» Excerpted records
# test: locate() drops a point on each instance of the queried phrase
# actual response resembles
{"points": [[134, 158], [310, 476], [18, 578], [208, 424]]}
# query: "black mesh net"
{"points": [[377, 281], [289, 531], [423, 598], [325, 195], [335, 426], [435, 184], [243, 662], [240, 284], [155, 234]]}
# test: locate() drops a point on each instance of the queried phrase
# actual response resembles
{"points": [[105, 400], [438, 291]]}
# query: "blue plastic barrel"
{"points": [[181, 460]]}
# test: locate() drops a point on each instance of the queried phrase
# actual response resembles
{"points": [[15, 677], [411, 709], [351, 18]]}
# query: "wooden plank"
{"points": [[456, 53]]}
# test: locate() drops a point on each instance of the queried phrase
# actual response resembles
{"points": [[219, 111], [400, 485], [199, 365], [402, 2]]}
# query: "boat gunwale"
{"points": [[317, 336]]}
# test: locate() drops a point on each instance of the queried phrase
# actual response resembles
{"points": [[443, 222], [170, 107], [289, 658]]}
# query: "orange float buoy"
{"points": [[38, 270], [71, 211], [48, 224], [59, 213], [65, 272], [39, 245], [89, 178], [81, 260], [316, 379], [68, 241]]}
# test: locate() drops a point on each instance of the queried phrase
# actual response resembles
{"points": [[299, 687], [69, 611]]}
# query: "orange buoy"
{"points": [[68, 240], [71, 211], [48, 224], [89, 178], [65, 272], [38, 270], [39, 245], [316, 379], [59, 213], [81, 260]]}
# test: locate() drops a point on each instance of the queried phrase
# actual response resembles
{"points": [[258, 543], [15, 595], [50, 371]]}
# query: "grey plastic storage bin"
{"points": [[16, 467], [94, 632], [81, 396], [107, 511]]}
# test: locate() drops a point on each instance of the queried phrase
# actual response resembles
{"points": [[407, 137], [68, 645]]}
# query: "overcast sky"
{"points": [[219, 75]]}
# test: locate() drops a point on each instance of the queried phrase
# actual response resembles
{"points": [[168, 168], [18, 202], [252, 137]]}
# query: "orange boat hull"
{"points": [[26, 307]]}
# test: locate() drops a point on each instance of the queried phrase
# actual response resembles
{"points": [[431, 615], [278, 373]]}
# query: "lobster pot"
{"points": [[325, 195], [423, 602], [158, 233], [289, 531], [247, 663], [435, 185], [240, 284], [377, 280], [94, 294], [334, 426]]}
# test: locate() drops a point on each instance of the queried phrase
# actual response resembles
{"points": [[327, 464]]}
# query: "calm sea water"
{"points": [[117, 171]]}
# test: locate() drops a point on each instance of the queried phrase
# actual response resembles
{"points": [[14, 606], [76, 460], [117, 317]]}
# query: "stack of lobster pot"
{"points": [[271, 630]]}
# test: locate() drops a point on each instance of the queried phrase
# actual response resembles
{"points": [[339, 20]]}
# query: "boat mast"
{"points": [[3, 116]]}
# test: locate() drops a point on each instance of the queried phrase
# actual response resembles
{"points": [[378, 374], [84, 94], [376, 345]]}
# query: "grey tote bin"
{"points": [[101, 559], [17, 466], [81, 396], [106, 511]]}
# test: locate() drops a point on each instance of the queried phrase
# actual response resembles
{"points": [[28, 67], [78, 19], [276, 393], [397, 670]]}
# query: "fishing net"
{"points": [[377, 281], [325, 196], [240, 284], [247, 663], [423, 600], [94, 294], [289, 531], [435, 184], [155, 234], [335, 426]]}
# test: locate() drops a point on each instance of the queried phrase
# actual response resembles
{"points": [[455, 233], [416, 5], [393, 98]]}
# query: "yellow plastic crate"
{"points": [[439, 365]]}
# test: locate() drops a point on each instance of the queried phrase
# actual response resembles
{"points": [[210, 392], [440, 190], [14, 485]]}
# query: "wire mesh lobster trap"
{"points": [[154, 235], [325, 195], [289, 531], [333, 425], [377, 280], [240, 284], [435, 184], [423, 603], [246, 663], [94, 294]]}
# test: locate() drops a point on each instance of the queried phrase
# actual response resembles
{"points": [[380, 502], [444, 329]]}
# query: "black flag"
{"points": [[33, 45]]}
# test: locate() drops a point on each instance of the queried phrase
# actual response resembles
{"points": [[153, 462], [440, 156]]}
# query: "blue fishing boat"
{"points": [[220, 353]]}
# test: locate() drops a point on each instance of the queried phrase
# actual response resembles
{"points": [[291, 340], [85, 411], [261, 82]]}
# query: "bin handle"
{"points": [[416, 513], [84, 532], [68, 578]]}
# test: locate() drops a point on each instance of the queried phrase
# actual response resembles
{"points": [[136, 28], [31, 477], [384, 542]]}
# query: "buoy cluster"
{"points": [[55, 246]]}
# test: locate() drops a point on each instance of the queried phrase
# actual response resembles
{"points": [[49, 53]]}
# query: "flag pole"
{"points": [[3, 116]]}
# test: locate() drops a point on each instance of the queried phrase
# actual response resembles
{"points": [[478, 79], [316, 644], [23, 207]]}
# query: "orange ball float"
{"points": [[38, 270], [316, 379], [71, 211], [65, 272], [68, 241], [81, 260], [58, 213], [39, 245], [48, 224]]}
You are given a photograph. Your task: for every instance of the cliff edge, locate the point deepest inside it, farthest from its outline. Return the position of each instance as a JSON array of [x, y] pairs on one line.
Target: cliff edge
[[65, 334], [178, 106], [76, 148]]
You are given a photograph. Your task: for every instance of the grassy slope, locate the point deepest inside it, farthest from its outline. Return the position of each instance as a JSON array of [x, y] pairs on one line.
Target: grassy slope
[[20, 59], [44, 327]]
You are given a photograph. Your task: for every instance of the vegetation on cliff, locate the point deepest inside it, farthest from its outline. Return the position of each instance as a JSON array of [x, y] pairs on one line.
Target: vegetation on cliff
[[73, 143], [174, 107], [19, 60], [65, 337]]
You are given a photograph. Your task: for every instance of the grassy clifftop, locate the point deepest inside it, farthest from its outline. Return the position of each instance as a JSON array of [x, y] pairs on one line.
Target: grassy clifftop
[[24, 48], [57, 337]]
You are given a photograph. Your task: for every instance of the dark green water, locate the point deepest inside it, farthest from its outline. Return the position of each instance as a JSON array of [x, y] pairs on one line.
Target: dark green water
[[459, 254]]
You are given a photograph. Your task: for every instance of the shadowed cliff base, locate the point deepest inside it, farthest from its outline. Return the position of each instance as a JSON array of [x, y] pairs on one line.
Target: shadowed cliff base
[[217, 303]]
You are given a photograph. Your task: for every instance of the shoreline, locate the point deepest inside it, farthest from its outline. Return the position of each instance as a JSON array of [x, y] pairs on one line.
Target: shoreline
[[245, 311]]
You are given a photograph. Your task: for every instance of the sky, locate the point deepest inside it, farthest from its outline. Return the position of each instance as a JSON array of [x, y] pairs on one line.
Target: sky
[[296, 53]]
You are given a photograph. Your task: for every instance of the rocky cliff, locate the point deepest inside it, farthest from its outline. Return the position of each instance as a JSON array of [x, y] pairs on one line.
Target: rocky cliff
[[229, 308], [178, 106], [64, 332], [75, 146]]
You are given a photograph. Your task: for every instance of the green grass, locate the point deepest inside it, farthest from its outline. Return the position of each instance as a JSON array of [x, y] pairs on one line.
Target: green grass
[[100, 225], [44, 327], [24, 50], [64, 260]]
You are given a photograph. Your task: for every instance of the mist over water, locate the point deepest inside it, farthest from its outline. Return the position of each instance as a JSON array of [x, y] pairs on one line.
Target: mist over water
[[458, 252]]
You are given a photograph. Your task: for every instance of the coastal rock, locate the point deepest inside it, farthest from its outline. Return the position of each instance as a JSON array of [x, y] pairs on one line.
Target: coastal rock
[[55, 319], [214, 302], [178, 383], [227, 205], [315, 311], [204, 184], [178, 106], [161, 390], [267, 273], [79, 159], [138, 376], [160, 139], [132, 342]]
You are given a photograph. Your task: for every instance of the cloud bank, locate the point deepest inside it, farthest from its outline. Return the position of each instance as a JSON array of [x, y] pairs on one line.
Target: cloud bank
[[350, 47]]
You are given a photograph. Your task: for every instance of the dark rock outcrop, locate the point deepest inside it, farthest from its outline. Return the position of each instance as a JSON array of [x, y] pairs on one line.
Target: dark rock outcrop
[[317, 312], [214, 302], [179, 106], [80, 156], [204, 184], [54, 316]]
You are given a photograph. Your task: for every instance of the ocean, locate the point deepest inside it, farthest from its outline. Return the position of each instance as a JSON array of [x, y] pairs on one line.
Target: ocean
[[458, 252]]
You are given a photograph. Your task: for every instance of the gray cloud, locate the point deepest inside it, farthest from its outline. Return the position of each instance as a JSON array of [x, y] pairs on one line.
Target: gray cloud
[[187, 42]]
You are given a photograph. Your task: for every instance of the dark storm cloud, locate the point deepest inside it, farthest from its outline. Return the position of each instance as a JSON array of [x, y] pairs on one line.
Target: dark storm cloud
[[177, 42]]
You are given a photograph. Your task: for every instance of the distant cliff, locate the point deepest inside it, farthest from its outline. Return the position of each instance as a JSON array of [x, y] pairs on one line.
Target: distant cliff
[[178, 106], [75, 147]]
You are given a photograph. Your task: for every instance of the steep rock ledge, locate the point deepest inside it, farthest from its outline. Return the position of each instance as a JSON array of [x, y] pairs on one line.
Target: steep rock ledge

» Task objective
From the entries above, return each line with the word "ledge" in it.

» Your solution
You are given a photograph. Your task: for every instance of the steep rock ledge, locate the point deepest inside it, farthest from its outline. Return the position of each instance as a JSON array of [x, y] pairs on one line.
Target: steep rock ledge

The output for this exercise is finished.